====== Data to use ======
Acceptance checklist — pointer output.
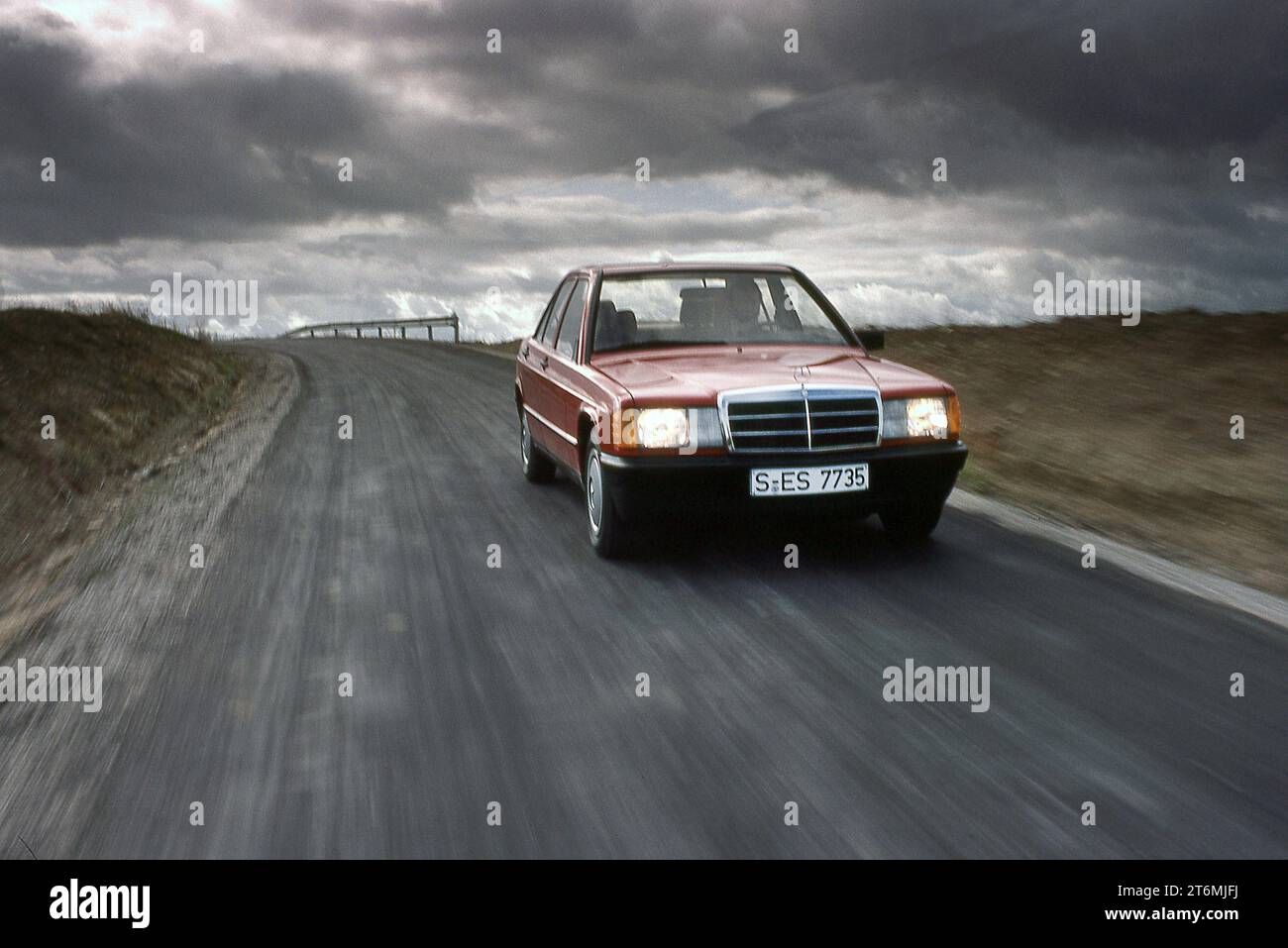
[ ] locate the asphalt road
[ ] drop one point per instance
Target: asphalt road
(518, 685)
======
====== Data to use ======
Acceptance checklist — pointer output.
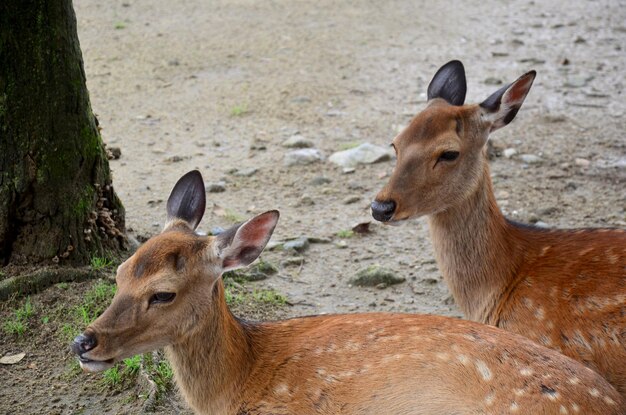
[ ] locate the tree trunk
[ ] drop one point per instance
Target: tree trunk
======
What you return should be exactly the lines above, starting at the one with "[ ] locate the tree trunk" and ending at the one with "Target: tree trunk", and nothing else.

■ Answer for this exercise
[ ] locate the tree trunk
[ ] drop one point per instance
Target: tree trunk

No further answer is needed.